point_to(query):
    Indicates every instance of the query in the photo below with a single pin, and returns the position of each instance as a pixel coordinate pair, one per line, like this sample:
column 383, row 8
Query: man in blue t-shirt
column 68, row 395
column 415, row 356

==

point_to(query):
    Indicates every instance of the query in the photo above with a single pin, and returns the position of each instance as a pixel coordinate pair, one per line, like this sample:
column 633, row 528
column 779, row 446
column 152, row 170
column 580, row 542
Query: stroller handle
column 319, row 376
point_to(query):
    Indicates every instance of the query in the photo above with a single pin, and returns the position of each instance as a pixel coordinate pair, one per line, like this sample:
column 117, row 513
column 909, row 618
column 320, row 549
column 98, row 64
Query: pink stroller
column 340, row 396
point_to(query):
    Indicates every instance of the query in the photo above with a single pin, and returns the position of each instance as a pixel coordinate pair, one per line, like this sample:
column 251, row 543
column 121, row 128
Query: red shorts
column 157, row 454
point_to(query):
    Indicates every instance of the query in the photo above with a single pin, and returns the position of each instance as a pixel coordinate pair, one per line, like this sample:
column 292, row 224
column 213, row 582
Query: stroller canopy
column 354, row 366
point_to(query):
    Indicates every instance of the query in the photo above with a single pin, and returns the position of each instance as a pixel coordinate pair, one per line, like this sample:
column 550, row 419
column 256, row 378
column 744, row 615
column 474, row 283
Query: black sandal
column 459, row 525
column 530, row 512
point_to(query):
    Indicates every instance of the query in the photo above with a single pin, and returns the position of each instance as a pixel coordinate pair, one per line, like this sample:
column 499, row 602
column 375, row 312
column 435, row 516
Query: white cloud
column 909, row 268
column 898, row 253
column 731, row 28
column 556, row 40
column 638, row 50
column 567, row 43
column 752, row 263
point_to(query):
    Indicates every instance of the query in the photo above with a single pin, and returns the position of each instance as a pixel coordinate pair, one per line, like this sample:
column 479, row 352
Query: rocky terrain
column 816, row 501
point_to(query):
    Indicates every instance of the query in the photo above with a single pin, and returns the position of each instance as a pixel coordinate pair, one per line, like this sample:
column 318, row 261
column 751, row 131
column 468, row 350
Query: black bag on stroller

#### Task details:
Find each line of the listing above that contains the string "stroller", and copy those lines. The match is case-sensitive.

#### Reply:
Query: stroller handle
Query: pink stroller
Query: stroller canopy
Query: black bag on stroller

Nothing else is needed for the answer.